Repeat the records below exactly, leaving out every picture.

__EXTRACTED DATA__.
....

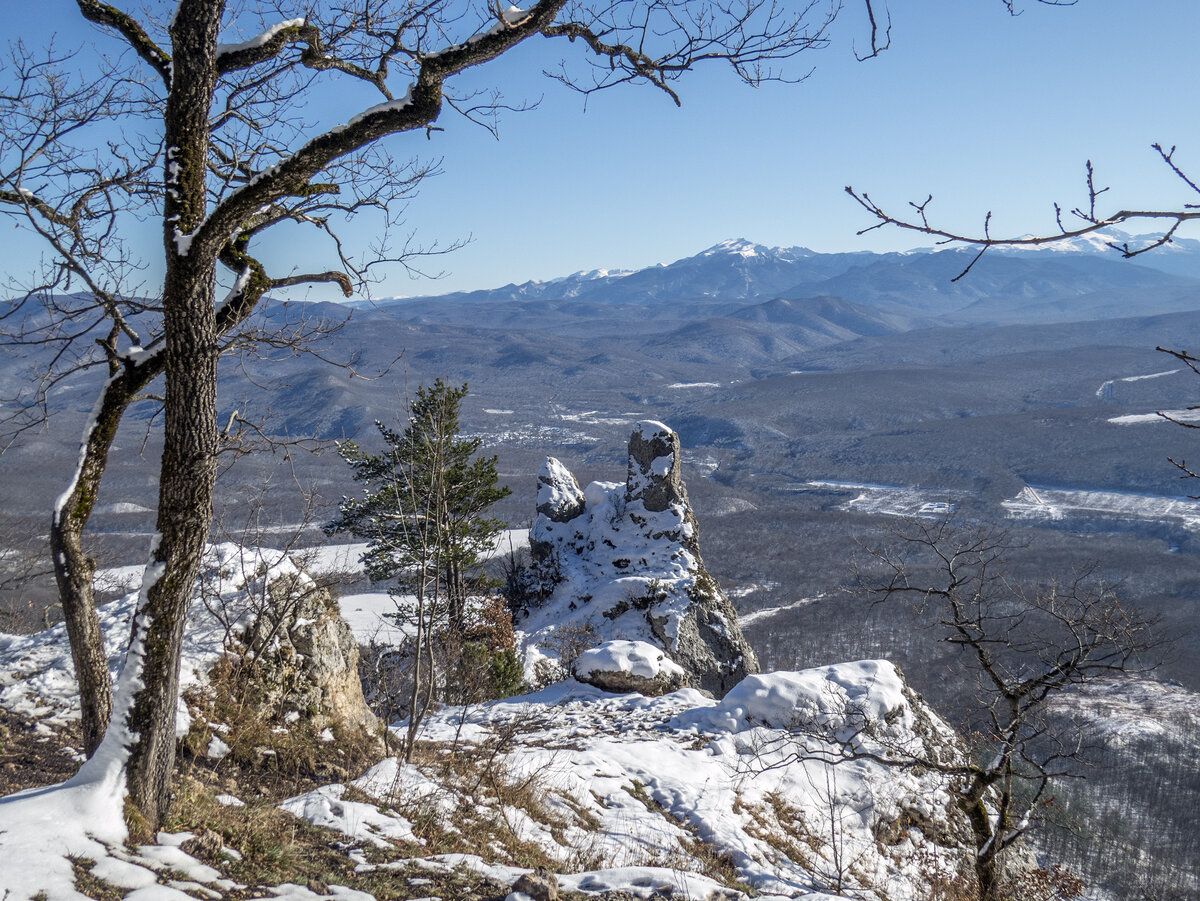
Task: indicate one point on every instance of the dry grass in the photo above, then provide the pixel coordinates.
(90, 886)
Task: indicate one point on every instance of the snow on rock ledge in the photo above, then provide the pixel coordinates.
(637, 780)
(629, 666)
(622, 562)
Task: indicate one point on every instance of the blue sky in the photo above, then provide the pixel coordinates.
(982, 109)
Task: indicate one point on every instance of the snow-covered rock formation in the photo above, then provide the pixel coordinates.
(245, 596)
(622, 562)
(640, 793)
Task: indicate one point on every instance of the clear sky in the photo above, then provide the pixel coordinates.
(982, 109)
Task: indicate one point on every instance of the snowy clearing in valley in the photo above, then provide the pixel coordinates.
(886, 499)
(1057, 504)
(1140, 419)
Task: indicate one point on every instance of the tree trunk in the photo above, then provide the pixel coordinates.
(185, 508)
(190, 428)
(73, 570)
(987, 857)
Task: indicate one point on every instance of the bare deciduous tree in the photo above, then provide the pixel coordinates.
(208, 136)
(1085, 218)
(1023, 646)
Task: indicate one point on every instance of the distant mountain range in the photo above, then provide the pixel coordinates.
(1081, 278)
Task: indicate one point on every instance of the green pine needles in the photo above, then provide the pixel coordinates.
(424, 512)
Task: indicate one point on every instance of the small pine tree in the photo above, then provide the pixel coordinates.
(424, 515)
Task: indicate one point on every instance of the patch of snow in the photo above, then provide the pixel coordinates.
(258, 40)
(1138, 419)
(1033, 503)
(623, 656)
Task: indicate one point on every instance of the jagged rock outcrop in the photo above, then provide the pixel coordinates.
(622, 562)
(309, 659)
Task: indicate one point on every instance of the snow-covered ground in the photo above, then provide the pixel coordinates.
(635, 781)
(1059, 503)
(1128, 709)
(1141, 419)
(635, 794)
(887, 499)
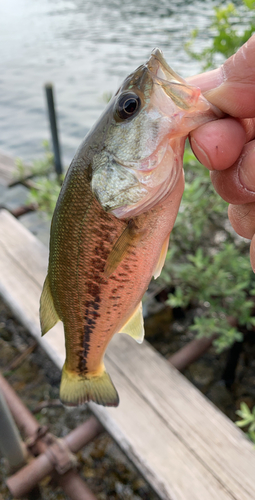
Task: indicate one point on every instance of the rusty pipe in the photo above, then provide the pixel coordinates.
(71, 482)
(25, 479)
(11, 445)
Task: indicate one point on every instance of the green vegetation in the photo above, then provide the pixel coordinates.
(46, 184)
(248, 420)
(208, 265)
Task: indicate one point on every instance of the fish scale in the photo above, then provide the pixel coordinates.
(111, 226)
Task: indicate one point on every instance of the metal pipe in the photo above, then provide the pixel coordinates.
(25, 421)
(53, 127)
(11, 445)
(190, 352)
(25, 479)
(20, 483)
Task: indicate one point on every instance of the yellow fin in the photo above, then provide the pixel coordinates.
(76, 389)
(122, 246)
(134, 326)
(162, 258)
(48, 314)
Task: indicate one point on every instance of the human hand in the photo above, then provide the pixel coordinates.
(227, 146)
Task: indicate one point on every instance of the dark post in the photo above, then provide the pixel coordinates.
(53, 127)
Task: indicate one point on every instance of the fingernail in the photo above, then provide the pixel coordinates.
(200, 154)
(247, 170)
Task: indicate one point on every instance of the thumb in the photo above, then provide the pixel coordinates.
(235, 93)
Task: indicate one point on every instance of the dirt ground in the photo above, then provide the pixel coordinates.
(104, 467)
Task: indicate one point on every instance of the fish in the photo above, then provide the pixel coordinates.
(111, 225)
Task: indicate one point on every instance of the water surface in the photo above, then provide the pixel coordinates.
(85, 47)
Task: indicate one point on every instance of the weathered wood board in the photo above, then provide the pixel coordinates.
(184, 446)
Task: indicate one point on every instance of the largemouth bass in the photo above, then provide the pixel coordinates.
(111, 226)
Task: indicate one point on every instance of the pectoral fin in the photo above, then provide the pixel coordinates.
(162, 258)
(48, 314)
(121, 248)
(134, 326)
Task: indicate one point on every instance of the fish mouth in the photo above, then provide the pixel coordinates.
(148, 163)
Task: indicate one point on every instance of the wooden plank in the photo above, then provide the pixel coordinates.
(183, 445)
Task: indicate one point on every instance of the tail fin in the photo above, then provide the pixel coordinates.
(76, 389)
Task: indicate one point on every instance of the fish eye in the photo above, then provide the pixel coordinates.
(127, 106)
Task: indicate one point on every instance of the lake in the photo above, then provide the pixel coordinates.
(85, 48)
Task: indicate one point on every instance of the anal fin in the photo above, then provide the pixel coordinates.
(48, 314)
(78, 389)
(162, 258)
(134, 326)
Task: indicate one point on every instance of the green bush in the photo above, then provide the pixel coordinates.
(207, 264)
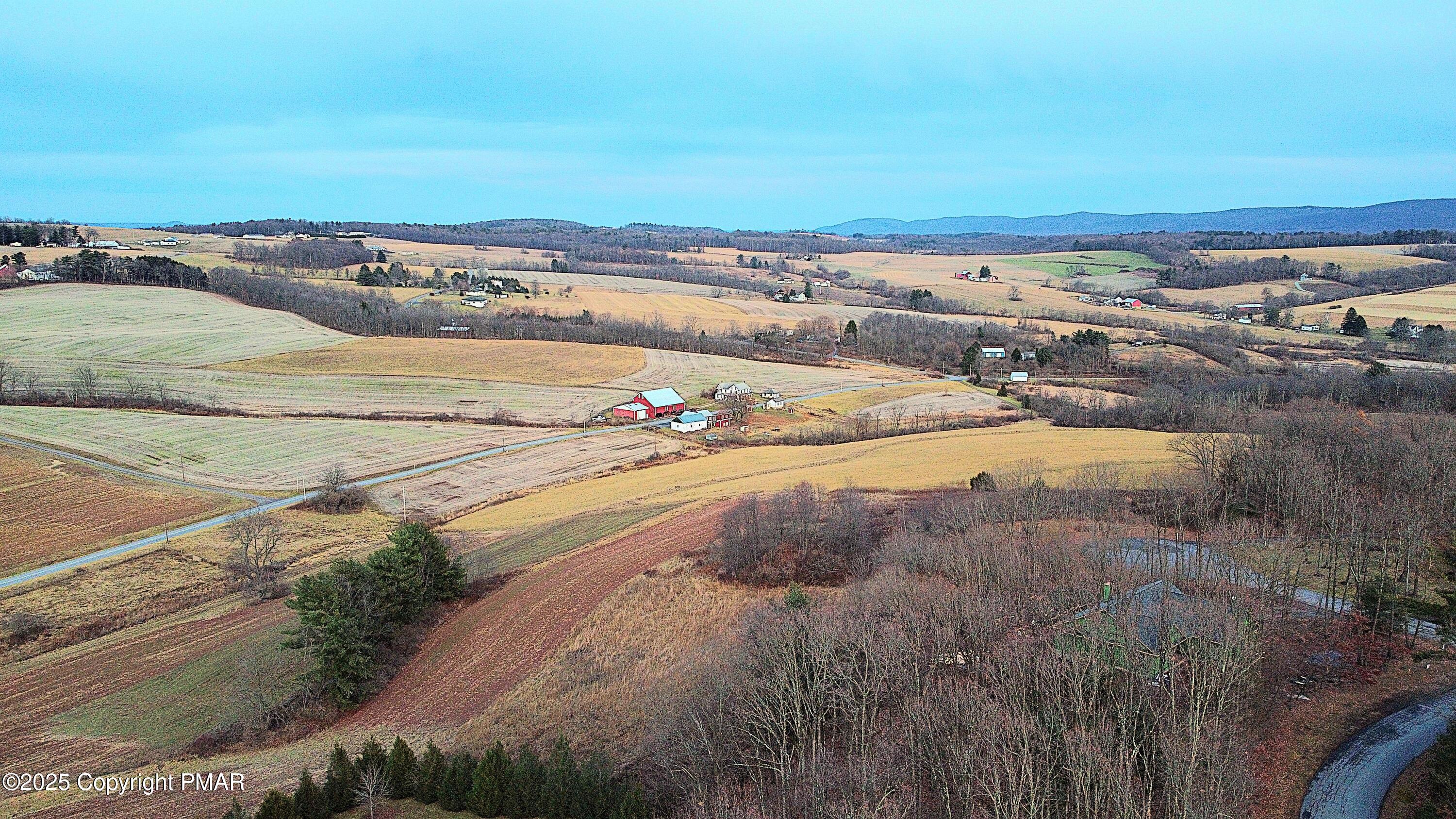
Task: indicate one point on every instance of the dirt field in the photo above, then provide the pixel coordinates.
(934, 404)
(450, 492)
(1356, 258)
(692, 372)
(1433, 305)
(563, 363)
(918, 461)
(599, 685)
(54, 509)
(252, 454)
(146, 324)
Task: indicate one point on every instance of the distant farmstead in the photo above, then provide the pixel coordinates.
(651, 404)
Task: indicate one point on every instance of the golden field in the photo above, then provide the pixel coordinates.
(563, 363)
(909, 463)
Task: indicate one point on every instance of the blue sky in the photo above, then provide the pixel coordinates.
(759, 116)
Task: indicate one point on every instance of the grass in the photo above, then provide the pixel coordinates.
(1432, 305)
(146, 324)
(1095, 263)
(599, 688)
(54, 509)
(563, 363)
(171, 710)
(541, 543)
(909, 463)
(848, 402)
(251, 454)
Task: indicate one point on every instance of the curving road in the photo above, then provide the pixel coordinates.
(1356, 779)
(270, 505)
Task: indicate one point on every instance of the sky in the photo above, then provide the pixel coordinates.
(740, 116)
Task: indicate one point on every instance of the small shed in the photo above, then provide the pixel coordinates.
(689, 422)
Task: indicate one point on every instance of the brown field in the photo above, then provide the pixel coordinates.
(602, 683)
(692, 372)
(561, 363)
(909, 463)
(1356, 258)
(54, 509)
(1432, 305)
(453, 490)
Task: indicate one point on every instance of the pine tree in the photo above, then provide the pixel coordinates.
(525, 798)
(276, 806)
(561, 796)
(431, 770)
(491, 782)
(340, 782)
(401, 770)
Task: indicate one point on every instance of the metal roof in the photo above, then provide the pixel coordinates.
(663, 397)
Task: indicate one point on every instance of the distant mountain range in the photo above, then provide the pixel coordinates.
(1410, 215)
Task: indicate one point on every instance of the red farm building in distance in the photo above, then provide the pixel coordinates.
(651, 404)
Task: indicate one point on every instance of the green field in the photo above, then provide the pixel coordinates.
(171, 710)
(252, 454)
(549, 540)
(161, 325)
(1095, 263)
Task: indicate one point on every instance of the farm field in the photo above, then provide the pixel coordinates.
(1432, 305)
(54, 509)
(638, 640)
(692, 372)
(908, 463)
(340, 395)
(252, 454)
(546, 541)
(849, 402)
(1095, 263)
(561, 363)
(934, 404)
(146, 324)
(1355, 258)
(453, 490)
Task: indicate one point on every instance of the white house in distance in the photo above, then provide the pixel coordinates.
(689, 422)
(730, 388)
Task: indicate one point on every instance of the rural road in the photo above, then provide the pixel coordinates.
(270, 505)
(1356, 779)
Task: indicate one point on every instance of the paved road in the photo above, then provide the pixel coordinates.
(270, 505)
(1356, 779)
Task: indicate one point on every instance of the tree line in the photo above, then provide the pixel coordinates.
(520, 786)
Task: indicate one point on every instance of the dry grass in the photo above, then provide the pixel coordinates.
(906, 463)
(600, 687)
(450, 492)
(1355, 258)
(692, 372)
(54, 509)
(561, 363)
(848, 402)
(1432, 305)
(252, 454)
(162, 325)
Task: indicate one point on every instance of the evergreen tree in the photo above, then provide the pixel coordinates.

....

__RESULT FOR THIS TASK__.
Task: indicate one point on every instance of the dry grass in the photo above, then provide the pixel coordinates.
(90, 886)
Task: indicate one point on every instance of the snow on rock ledge in the photo above, then provide the pixel coordinates.
(637, 780)
(629, 666)
(622, 562)
Task: indicate one point on every instance of the blue sky in the photo above, then provide the pixel coordinates.
(982, 109)
Task: indicate one point on every instance of the snow-covered rock formation in the photo above, then provide the pixel coordinates.
(245, 596)
(622, 562)
(640, 793)
Task: indicate one point on every instance of the clear sky in the photo above, then provide the pixel coordinates.
(982, 109)
Task: indicate one point on every instance of the snowy clearing in valley in the photo above, then provide the pixel coordinates.
(886, 499)
(1057, 504)
(1140, 419)
Task: indicate one point on every instance of the tree trunk in the photo above, then provide the pixel coordinates.
(185, 508)
(190, 428)
(73, 570)
(987, 857)
Task: indicate one point on every instance of the bare deciduous tree in the photo above, then provide the pixel coordinates.
(208, 136)
(1085, 218)
(1023, 646)
Task: indicate one point on every instance of the distant mountain range in the photo above, then provide the pixel coordinates.
(1081, 278)
Task: indicate one point on every instance of the green pine needles in the photo above, then provide the pixel coordinates.
(424, 512)
Task: indicate one point on every instance of the small pine tree in the photo above, then provide the pixel coordinates.
(424, 515)
Task: indicate one point on every instance of the patch of snow in the photo above, then provide the pixel coordinates.
(258, 40)
(1138, 419)
(1033, 503)
(623, 656)
Task: indicate one point on every instance of the jagged rock outcrop in the photo above, then provide the pixel coordinates.
(622, 562)
(309, 659)
Task: indicate one point on every instance of the snow-covered ground in the photo above, then provide the pixel coordinates.
(635, 781)
(1059, 503)
(1128, 709)
(1141, 419)
(635, 794)
(887, 499)
Task: indicate one point on every instance of the rusty pipe in the photo above, then provide the pixel coordinates.
(71, 482)
(25, 479)
(11, 445)
Task: indicate one point on every instance of the green vegetation in the photo above, then provide the pixel coordinates.
(46, 184)
(248, 420)
(208, 265)
Task: indicate one point on every instance of the fish scale in the photo above, then provide the pixel coordinates.
(111, 226)
Task: indicate one point on every instance of the metal pipe in the photo above, then provide the pixel coordinates.
(25, 421)
(53, 127)
(11, 445)
(190, 352)
(25, 479)
(20, 483)
Task: indicate one point on every instance of the yellow fin in the photo above, then provide the pixel coordinates.
(76, 389)
(122, 246)
(134, 326)
(162, 258)
(48, 314)
Task: indicate one point on every instance of the human hand in the photo above, then provide the pixel coordinates.
(227, 146)
Task: indicate one point on every instance of the dark post in the photo above, then provide the pixel coordinates.
(53, 127)
Task: indicate one point on every instance of the fingernail in the photo above, then provide the pixel coordinates.
(200, 154)
(247, 170)
Task: indicate one point on every instance of the thumb in the photo above, then provide the pixel coordinates.
(235, 93)
Task: indicate one point on every instance of the dirt ground in the photo above, then provide the pixel coordinates.
(104, 467)
Task: indicate one point on every instance of the fish in the photo above, then provide the pixel coordinates.
(111, 225)
Task: indicate one point on every instance of the water surface in the photo above, then provide the pixel coordinates.
(85, 47)
Task: indicate one point on every instance of the weathered wood board in the photo above, then provide the pixel coordinates.
(184, 446)
Task: indicate one point on every instance of the largemouth bass in the photo above, then provide the pixel coordinates.
(111, 226)
Task: indicate one point on every instance of the pectoral fin in the photo above, then provide the pixel coordinates.
(162, 258)
(48, 314)
(121, 248)
(134, 326)
Task: indicate one point on every instance of the fish mouth in the photo above, then provide the pixel coordinates.
(148, 163)
Task: indicate one point on every instance of the wooden plank in the photo above, then provide the pixel coordinates.
(183, 445)
Task: indicate one point on every instance of the tail fin in the photo above, then provide the pixel coordinates.
(76, 389)
Task: indicate one point on every instance of the fish eye in the photo above, then provide the pixel coordinates.
(127, 106)
Task: indicate one point on every instance of the lake in the photo above, then provide the pixel coordinates.
(85, 48)
Task: indicate one point on every instance of the anal fin in the photo above, then provide the pixel coordinates.
(48, 314)
(78, 389)
(162, 258)
(134, 326)
Task: indicate one point on every instance of the green bush in the photo above, then provide the pixel coordinates.
(207, 264)
Task: indicate one point on every instance of the dirt field in the photo above, then provide the pixel coordinates.
(934, 404)
(450, 492)
(1356, 258)
(692, 372)
(1433, 305)
(563, 363)
(918, 461)
(599, 685)
(54, 509)
(252, 454)
(146, 324)
Task: indicate one point on every instance of the distant farmstead in the photo above, then provide the pixel coordinates.
(651, 404)
Task: indicate one point on every instance of the golden field in the photo above, then provide the pixel coordinates.
(563, 363)
(909, 463)
Task: indicate one point on every instance of the blue sky in the photo above, then provide the pixel coordinates.
(759, 116)
Task: indicate one point on every instance of the grass in the photo above, then provide the pixel coordinates.
(1432, 305)
(146, 324)
(1095, 263)
(599, 688)
(54, 509)
(563, 363)
(171, 710)
(541, 543)
(909, 463)
(848, 402)
(251, 454)
Task: indicate one point on every instance of the curving road in the photo above, then provide the pixel coordinates.
(1356, 779)
(270, 505)
Task: indicate one point on every instance of the sky in the photo above, then provide the pixel coordinates.
(740, 116)
Task: indicate one point on every instance of the small shed in the photo above, then provide the pixel coordinates.
(689, 422)
Task: indicate one point on every instance of the brown field in the photo above, then provide the pixel coordinates.
(602, 683)
(692, 372)
(561, 363)
(909, 463)
(1356, 258)
(54, 509)
(1432, 305)
(453, 490)
Task: indicate one point on every instance of the pine tree in the photo above, then provide the pixel coordinates.
(525, 798)
(276, 806)
(561, 796)
(431, 770)
(491, 782)
(340, 782)
(401, 770)
Task: indicate one point on every instance of the metal roof in the photo above, then provide the pixel coordinates.
(663, 397)
Task: indicate one point on every instance of the distant mountain range in the photo above, then provide the pixel coordinates.
(1410, 215)
Task: indicate one point on every instance of the red farm building in distance in the photo above, then provide the pixel coordinates.
(651, 404)
Task: indicate one point on every instance of the green field in the photo above, then provide the pixel coordinates.
(171, 710)
(252, 454)
(549, 540)
(161, 325)
(1095, 263)
Task: indicate one point on every instance of the farm field in the photo above, then provide the pixel coordinates.
(1432, 305)
(54, 509)
(638, 640)
(692, 372)
(908, 463)
(340, 395)
(252, 454)
(546, 541)
(849, 402)
(1095, 263)
(561, 363)
(934, 404)
(146, 324)
(1355, 258)
(453, 490)
Task: indicate one point on every instance of the white house in distance in the photo above, then provide the pixel coordinates.
(689, 422)
(730, 388)
Task: indicate one point on every instance of the rural road in the photo above, then provide the pixel coordinates.
(270, 505)
(1356, 779)
Task: indicate one point on every instance of the paved road in the photo above, then provide the pixel coordinates.
(270, 505)
(1356, 779)
Task: indicate one point on every instance of the tree line in the photo above, then provide the pixel coordinates.
(520, 786)
Task: indicate one point on every instance of the dry grass in the photo above, then provide the pixel coordinates.
(906, 463)
(600, 687)
(450, 492)
(1355, 258)
(692, 372)
(54, 509)
(561, 363)
(848, 402)
(1432, 305)
(252, 454)
(162, 325)
Task: indicate one point on every instance of the evergreen tree in the photo above, then provide the pixel coordinates.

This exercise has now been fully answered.